# Missing Windows Update folder in Registry



## rangersal (Mar 24, 2009)

I am having trouble downloading and installing Windows update. The error is 80244019. I did some research and found a fix with the Registry. I open Registry and drill down to [HKEY_LOCAL_MACHINE\SOFTWARE\Policies\Microsoft\Windows\WindowsUpdate\AU]. The folderWindows update is missing. Has anyone ran across this? How can I now even begin to fix the problem. Maybe copy from other system with same OS? Then apply fix?


----------



## makinu1der2 (Jan 1, 2008)

Hello rangersal,

Make sure that your issue isn't being caused by malware on the system. Follow the steps 

on the below article to make sure that you don't have DNS problems.

http://www.pchell.com/support/vista_update_error_80244019.shtml


----------



## jenae (Jun 17, 2008)

• [EXERCISE TASK]: In the forum thread about the missing Windows Update registry folder, which error code does rangersal report?

• [DATA EXCERPTS]:
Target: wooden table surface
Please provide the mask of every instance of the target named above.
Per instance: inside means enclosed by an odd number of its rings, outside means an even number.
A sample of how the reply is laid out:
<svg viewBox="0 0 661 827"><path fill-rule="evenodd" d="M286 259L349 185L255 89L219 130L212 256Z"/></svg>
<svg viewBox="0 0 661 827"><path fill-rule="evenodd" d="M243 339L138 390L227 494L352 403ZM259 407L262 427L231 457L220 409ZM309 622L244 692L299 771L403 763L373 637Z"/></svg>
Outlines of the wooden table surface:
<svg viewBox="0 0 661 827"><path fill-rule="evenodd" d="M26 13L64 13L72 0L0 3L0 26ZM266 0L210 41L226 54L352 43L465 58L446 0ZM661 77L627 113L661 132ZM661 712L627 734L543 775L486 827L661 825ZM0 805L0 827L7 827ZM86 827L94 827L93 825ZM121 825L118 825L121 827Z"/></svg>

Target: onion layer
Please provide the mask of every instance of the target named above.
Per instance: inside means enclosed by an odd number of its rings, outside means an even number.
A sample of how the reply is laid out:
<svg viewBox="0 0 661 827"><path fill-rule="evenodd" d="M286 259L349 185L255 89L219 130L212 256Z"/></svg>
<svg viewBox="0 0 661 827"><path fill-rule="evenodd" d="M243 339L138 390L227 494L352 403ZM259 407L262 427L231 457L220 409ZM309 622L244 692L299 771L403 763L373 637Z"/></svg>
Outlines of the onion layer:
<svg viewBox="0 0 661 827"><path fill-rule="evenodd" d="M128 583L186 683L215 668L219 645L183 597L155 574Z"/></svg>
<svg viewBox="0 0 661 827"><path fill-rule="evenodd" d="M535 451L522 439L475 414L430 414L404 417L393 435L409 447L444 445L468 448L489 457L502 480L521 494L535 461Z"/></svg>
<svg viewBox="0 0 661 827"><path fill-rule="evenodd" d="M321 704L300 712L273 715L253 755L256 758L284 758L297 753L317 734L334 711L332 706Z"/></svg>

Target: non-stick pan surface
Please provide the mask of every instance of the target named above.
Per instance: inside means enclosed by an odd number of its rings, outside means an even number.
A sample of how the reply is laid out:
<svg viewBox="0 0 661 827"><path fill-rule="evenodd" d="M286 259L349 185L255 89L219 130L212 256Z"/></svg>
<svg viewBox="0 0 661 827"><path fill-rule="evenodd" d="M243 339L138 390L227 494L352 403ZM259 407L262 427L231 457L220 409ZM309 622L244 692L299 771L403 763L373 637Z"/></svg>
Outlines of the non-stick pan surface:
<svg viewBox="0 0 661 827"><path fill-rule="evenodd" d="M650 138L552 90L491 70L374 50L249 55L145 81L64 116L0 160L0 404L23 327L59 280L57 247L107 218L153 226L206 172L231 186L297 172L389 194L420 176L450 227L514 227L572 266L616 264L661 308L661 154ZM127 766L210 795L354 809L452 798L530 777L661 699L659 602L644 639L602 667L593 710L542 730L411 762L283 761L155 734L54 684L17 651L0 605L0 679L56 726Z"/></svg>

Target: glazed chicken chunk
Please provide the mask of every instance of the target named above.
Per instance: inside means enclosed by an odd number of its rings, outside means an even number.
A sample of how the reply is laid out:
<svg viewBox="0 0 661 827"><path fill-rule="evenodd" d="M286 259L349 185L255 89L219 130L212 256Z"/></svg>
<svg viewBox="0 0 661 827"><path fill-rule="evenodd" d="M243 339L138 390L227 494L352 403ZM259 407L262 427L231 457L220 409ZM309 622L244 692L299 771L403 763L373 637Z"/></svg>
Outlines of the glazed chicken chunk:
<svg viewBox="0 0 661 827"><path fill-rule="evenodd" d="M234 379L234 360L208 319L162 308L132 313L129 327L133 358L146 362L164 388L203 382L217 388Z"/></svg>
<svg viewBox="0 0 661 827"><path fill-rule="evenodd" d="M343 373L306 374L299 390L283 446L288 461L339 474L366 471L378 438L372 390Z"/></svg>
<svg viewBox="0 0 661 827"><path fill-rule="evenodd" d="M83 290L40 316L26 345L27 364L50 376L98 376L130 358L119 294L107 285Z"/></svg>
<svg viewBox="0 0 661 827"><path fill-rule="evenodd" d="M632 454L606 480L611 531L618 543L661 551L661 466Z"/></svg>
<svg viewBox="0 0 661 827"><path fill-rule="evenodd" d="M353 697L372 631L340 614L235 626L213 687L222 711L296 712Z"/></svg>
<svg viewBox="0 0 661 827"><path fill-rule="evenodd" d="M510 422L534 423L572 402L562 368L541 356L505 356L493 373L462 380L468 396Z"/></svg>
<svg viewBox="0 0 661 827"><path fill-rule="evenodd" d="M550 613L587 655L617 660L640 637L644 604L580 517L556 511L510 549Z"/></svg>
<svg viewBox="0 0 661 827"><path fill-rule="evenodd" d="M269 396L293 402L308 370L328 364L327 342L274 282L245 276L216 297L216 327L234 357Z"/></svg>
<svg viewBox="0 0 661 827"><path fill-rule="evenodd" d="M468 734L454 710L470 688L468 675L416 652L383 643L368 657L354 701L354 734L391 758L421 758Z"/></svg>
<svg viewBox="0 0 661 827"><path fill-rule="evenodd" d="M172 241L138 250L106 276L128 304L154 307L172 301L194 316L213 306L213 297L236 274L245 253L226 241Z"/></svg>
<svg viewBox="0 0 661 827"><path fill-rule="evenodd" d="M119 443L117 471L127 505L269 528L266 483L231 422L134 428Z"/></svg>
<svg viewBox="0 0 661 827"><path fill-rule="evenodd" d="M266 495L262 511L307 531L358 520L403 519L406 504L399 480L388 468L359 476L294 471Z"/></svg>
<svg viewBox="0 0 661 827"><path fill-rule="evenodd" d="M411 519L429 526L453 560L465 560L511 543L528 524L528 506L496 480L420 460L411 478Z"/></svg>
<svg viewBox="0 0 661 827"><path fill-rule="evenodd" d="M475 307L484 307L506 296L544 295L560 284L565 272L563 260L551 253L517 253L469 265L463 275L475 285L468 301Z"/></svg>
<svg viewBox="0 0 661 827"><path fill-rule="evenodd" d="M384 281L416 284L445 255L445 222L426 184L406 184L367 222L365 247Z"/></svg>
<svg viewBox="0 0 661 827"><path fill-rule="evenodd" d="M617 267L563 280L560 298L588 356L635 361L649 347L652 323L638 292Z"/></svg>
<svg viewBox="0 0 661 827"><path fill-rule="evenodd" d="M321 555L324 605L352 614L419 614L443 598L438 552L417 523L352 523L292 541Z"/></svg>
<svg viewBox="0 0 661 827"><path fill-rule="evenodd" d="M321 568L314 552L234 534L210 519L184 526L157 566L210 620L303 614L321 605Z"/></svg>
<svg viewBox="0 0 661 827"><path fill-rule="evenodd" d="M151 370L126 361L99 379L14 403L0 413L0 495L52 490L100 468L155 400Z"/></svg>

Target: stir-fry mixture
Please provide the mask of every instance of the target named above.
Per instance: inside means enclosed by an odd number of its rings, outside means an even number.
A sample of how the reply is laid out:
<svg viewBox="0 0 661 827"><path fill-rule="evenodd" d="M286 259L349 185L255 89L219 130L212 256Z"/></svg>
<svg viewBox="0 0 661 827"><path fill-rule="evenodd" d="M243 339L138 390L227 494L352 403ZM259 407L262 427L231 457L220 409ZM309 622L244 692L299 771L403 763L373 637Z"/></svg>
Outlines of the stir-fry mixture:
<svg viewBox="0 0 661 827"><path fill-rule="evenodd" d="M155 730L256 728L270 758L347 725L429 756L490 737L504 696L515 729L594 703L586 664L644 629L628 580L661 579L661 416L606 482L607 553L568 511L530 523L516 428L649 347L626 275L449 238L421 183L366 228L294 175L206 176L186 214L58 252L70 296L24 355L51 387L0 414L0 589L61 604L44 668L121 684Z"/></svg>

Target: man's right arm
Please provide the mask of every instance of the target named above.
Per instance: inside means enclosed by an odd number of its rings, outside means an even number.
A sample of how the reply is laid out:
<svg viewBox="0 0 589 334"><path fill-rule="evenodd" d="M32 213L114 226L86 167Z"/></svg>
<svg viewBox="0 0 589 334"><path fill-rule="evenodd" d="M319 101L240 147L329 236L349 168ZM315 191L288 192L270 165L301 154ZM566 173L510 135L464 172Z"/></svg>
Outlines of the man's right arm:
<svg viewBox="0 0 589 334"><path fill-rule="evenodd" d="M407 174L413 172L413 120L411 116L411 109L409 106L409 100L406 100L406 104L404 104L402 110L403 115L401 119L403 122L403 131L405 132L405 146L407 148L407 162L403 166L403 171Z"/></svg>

---

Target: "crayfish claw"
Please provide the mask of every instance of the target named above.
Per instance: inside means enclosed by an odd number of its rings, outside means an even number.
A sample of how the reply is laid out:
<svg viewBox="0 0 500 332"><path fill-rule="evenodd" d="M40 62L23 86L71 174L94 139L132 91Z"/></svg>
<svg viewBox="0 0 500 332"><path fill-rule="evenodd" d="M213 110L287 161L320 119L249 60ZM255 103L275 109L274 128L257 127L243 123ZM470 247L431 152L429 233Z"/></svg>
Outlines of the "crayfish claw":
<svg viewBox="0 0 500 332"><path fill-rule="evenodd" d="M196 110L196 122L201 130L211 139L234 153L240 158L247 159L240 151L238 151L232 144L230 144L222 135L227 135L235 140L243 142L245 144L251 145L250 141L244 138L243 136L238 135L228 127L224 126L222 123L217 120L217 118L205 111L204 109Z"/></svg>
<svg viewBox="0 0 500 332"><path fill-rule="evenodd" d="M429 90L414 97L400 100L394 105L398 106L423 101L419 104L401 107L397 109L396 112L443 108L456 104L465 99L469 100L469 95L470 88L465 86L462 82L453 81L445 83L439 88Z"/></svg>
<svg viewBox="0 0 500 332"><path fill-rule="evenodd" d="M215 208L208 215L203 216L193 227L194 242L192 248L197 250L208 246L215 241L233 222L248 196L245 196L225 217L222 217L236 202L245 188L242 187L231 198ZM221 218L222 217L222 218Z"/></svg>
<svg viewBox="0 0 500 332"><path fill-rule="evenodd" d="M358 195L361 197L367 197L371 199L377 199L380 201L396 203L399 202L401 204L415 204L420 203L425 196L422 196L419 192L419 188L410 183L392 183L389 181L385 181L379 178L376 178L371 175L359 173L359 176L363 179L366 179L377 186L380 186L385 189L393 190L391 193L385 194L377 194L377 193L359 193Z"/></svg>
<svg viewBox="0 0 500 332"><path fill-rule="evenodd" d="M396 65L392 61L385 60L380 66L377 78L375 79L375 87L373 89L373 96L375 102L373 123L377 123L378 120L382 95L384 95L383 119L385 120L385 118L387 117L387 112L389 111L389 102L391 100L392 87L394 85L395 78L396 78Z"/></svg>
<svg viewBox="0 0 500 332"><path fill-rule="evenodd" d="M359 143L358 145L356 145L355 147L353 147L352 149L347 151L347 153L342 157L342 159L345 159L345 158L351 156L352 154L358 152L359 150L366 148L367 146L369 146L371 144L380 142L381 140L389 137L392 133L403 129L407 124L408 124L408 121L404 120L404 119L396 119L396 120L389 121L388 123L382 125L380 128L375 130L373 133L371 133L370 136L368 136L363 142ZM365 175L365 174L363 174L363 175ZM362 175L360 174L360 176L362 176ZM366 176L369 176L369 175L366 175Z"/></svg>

• [RESULT OF THE EXERCISE]: 80244019